## Exercise brief
Return every line from the one with "Task: point out the light switch plate" through the one with "Task: point out the frosted glass light shade", inclusive, exactly as it appears below.

## Records for this exercise
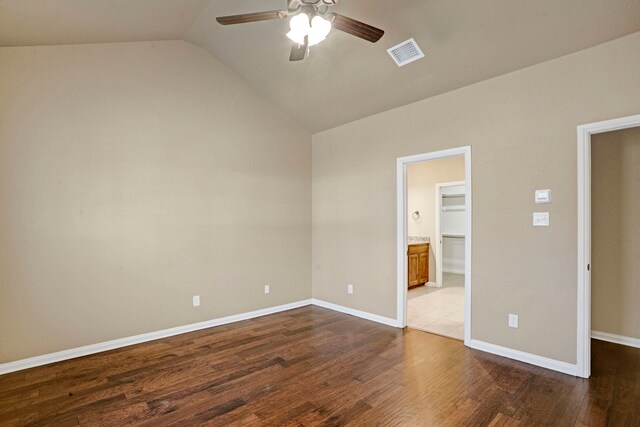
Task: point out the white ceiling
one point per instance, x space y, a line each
345 78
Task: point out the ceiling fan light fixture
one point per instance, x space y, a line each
300 27
317 29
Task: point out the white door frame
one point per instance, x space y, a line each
583 351
401 232
438 244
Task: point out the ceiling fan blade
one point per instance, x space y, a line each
299 51
355 28
252 17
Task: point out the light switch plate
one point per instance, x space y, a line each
541 219
543 196
513 320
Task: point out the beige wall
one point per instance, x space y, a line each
421 196
615 228
522 129
132 177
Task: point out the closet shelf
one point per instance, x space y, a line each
451 208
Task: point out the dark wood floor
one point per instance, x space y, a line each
313 366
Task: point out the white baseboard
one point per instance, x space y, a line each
357 313
616 339
532 359
59 356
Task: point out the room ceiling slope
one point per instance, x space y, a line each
345 78
465 42
51 22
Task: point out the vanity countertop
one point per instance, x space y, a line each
417 240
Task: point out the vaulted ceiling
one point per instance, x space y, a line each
345 78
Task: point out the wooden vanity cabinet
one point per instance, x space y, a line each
418 264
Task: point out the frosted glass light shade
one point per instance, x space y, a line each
317 29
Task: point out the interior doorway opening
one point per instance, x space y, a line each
434 242
585 243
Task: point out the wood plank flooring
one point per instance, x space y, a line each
313 366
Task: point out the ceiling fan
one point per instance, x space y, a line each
310 24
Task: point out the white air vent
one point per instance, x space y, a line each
406 52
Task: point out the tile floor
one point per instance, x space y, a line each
438 310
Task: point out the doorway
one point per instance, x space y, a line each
584 312
408 215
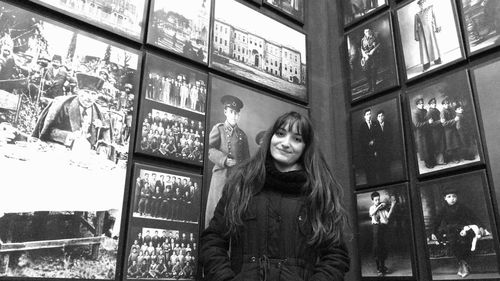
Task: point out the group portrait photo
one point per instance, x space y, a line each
66 108
444 124
377 143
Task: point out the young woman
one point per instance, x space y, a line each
280 216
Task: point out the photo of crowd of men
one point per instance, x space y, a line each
357 9
171 136
174 84
430 35
66 107
166 195
459 229
181 27
385 239
444 124
164 254
482 24
372 57
377 143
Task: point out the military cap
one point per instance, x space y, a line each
449 190
232 102
89 82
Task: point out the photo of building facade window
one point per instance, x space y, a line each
269 53
122 16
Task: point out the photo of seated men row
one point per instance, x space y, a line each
165 255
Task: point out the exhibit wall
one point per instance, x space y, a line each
420 80
110 113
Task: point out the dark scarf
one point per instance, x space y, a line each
286 182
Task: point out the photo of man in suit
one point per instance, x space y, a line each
75 120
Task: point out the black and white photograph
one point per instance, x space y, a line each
239 118
174 84
355 10
385 232
486 81
170 135
162 253
430 35
459 231
124 17
258 48
444 124
377 143
181 27
372 57
166 195
66 108
481 19
292 8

## Answer to this exercise
Task: point out the light switch plate
one point per instance, x space y, a line each
541 219
543 196
513 320
Task: point out the beige wall
one point per instance, x space y, a line each
421 196
615 228
522 129
132 177
Task: point out the closet shelf
one point per instance, x space y, a line each
451 208
Task: point out the dark wood floor
one point per instance, x space y, a line each
313 366
Task: point out the white baseboard
one point per instance, x space y, a line each
357 313
616 339
532 359
59 356
Task: point out the room ceiling slope
one point per instance, x space y, a line each
345 78
465 42
51 22
Task: point out the vanity countertop
one point per instance, x space y, a line each
417 240
Task: point out the vaulted ceiling
one point per instance, x space y, a line each
345 78
Task: point out the wooden vanity cabinet
one point per instance, x space y, a line each
418 264
Task: point out the frosted glass light shade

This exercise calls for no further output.